• Records shown
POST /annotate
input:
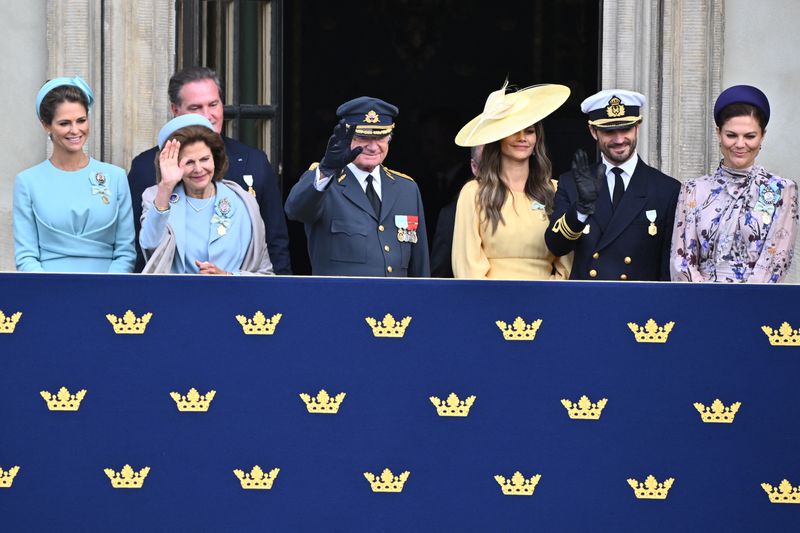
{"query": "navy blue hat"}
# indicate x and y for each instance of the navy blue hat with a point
(742, 94)
(370, 116)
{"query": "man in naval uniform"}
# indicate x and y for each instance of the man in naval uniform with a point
(617, 214)
(197, 90)
(361, 219)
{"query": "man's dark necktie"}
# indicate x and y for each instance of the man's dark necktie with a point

• Your instructions
Rewrite all of the lines above with every "indicate" changed to "mark" and nothing else altered, omitting the pictures.

• Written response
POST /annotate
input:
{"query": "navy blue hat"}
# mark x and y for each instance of the navy blue hat with a point
(742, 94)
(370, 116)
{"query": "man in naval uniform"}
# mark x and y for each instance of the man in naval uniform with a point
(617, 214)
(197, 90)
(361, 219)
{"query": "man's dark necktie"}
# mark x and y for each instance of the man's dark necktie with a point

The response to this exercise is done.